──────── Provided data

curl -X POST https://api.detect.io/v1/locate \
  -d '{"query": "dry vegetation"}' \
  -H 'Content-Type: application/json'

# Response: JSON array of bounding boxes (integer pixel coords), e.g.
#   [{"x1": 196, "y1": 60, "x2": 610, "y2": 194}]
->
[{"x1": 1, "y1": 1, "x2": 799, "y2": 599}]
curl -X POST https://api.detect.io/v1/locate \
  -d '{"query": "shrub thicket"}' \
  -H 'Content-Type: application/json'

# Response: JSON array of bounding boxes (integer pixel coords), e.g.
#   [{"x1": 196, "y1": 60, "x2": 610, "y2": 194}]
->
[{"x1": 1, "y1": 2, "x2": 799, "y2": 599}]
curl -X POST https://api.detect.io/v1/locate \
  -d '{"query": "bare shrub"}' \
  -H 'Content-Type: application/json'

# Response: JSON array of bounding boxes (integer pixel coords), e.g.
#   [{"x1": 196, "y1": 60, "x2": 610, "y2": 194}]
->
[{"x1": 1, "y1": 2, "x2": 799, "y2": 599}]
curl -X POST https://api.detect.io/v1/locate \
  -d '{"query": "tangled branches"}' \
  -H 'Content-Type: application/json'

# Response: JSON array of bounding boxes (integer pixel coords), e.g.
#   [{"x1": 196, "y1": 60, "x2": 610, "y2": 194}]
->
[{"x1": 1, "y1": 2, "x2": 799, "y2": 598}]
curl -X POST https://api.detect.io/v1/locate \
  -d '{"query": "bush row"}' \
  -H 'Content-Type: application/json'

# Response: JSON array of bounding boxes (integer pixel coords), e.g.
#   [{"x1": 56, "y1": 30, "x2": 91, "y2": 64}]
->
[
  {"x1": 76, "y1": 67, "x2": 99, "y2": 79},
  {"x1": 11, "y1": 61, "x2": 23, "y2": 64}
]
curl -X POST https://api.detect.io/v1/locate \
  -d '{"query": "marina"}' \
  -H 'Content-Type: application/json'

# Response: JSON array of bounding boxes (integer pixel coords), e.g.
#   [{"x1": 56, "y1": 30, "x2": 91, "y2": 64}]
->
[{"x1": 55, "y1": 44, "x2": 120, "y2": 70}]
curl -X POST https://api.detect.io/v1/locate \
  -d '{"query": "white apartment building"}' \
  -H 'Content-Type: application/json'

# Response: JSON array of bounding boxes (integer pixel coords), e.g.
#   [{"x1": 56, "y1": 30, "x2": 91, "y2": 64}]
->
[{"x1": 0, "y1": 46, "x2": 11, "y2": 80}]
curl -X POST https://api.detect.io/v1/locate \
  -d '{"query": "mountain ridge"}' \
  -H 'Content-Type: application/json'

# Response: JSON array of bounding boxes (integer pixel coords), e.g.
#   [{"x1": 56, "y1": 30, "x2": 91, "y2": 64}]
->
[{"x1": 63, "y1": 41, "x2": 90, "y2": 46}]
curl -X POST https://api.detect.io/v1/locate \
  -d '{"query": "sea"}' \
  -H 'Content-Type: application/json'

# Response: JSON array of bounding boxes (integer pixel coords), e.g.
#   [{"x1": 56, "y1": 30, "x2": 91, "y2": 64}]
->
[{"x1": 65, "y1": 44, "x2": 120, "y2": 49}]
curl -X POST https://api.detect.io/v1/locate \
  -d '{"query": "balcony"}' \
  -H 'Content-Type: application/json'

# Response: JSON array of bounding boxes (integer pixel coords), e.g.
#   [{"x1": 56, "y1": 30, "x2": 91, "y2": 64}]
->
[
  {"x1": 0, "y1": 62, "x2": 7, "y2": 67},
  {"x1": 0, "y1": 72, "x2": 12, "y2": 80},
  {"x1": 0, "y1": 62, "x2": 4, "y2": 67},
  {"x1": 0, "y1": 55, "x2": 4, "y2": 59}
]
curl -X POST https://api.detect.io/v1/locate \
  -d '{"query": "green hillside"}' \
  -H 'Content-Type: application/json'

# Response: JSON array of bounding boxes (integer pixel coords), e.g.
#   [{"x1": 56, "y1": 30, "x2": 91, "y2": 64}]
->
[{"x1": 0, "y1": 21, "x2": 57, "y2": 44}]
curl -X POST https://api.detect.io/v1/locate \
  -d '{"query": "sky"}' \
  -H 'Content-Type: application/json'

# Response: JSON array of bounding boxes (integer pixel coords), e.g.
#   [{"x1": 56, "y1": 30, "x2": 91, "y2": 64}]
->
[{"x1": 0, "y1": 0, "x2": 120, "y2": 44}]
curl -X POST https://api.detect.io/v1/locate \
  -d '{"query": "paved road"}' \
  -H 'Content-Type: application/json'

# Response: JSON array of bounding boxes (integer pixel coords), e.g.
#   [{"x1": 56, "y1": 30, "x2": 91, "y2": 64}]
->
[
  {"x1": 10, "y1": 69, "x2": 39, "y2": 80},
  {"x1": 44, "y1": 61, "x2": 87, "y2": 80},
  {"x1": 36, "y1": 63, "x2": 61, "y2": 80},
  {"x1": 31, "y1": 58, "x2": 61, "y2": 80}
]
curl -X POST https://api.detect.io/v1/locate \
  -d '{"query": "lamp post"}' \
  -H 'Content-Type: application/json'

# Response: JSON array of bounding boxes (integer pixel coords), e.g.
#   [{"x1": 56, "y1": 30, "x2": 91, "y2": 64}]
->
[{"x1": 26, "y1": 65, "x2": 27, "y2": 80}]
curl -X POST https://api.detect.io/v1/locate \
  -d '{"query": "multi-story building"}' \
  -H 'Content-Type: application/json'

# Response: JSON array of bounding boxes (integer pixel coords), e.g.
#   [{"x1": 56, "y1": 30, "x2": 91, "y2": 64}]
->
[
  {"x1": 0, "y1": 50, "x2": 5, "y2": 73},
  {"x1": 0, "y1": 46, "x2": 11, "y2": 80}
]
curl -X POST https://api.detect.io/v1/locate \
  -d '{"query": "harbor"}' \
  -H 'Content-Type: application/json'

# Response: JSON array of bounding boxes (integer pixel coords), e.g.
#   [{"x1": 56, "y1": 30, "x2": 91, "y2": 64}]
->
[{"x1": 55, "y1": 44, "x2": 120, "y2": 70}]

────────────────

▶ What the task asks
Output the listing once more. Leave each word as it stands.

▶ Problem solution
curl -X POST https://api.detect.io/v1/locate \
  -d '{"query": "dry vegetation"}' \
  -H 'Content-Type: application/json'

# Response: JSON array of bounding boxes (integer pixel coords), e.g.
#   [{"x1": 196, "y1": 60, "x2": 610, "y2": 194}]
->
[{"x1": 1, "y1": 1, "x2": 799, "y2": 599}]
curl -X POST https://api.detect.io/v1/locate \
  -d '{"query": "shrub thicket"}' \
  -H 'Content-Type: application/json'

# Response: JSON array of bounding boxes (integer pixel coords), e.g.
#   [{"x1": 196, "y1": 60, "x2": 610, "y2": 194}]
->
[{"x1": 1, "y1": 2, "x2": 799, "y2": 599}]
curl -X POST https://api.detect.io/v1/locate \
  -d '{"query": "bare shrub"}' \
  -H 'Content-Type: application/json'

# Response: JSON array of bounding boxes (integer pixel coords), e.g.
#   [{"x1": 196, "y1": 60, "x2": 610, "y2": 194}]
->
[{"x1": 1, "y1": 2, "x2": 799, "y2": 599}]
curl -X POST https://api.detect.io/v1/locate \
  -d '{"query": "tangled branches"}' \
  -H 'Content-Type: application/json'

# Response: JSON array of bounding boxes (integer pixel coords), e.g.
#   [{"x1": 196, "y1": 60, "x2": 610, "y2": 194}]
->
[{"x1": 1, "y1": 2, "x2": 799, "y2": 598}]
curl -X POST https://api.detect.io/v1/locate \
  -d '{"query": "bush row"}' \
  -H 'Content-Type: application/json'

# Response: JSON array of bounding boxes (integer pixel coords), e.g.
#   [{"x1": 56, "y1": 30, "x2": 91, "y2": 64}]
->
[
  {"x1": 76, "y1": 67, "x2": 99, "y2": 79},
  {"x1": 11, "y1": 61, "x2": 23, "y2": 64}
]
curl -X POST https://api.detect.io/v1/locate \
  -d '{"query": "marina"}' \
  -H 'Content-Type: application/json'

# Response: JSON array of bounding boxes (integer pixel coords), e.g.
#   [{"x1": 56, "y1": 30, "x2": 91, "y2": 64}]
->
[{"x1": 55, "y1": 44, "x2": 120, "y2": 70}]
curl -X POST https://api.detect.io/v1/locate \
  -d '{"query": "white apartment building"}' \
  -H 'Content-Type: application/json'

# Response: JSON array of bounding boxes (integer pixel coords), e.g.
#   [{"x1": 56, "y1": 30, "x2": 91, "y2": 64}]
->
[{"x1": 0, "y1": 46, "x2": 11, "y2": 80}]
curl -X POST https://api.detect.io/v1/locate \
  -d '{"query": "mountain ridge"}' \
  -H 'Content-Type: application/json'

# Response: JSON array of bounding boxes (integer pixel coords), e.g.
#   [{"x1": 56, "y1": 30, "x2": 91, "y2": 64}]
->
[{"x1": 63, "y1": 41, "x2": 90, "y2": 46}]
curl -X POST https://api.detect.io/v1/locate \
  -d '{"query": "sea"}' \
  -H 'Content-Type: application/json'

# Response: JSON array of bounding boxes (integer pixel coords), e.g.
#   [{"x1": 56, "y1": 30, "x2": 91, "y2": 64}]
->
[{"x1": 65, "y1": 44, "x2": 120, "y2": 49}]
curl -X POST https://api.detect.io/v1/locate \
  -d '{"query": "balcony"}' \
  -H 'Content-Type: application/json'

# Response: JSON array of bounding boxes (integer pixel coords), e.g.
#   [{"x1": 56, "y1": 30, "x2": 91, "y2": 64}]
->
[
  {"x1": 0, "y1": 62, "x2": 7, "y2": 67},
  {"x1": 0, "y1": 72, "x2": 12, "y2": 80},
  {"x1": 0, "y1": 62, "x2": 4, "y2": 67},
  {"x1": 0, "y1": 55, "x2": 4, "y2": 59}
]
curl -X POST https://api.detect.io/v1/locate \
  -d '{"query": "green hillside"}' \
  -H 'Content-Type: application/json'

# Response: JSON array of bounding boxes (integer pixel coords), e.g.
#   [{"x1": 56, "y1": 30, "x2": 91, "y2": 64}]
->
[{"x1": 0, "y1": 21, "x2": 57, "y2": 44}]
curl -X POST https://api.detect.io/v1/locate \
  -d '{"query": "sky"}' \
  -H 'Content-Type: application/json'

# Response: JSON array of bounding boxes (integer pixel coords), e.g.
#   [{"x1": 56, "y1": 30, "x2": 91, "y2": 64}]
->
[{"x1": 0, "y1": 0, "x2": 120, "y2": 44}]
curl -X POST https://api.detect.io/v1/locate \
  -d '{"query": "paved road"}' \
  -H 'Content-Type: application/json'

# Response: JSON array of bounding boxes (integer pixel coords), e.g.
#   [{"x1": 56, "y1": 30, "x2": 91, "y2": 64}]
->
[
  {"x1": 10, "y1": 69, "x2": 39, "y2": 80},
  {"x1": 44, "y1": 61, "x2": 87, "y2": 80},
  {"x1": 36, "y1": 63, "x2": 61, "y2": 80},
  {"x1": 31, "y1": 58, "x2": 61, "y2": 80}
]
curl -X POST https://api.detect.io/v1/locate \
  -d '{"query": "lamp post"}' \
  -H 'Content-Type: application/json'

# Response: JSON array of bounding boxes (integer pixel coords), e.g.
#   [{"x1": 56, "y1": 30, "x2": 91, "y2": 64}]
->
[{"x1": 26, "y1": 65, "x2": 27, "y2": 80}]
curl -X POST https://api.detect.io/v1/locate \
  -d '{"query": "multi-story building"}' \
  -H 'Content-Type: application/json'

# Response: JSON array of bounding boxes (integer pixel coords), e.g.
#   [{"x1": 56, "y1": 30, "x2": 91, "y2": 64}]
->
[
  {"x1": 0, "y1": 50, "x2": 5, "y2": 73},
  {"x1": 0, "y1": 46, "x2": 11, "y2": 80}
]
curl -X POST https://api.detect.io/v1/locate \
  -d '{"query": "harbor"}' \
  -H 'Content-Type: application/json'

# Response: JSON array of bounding boxes (integer pixel coords), e.g.
#   [{"x1": 56, "y1": 30, "x2": 91, "y2": 64}]
->
[{"x1": 55, "y1": 44, "x2": 120, "y2": 70}]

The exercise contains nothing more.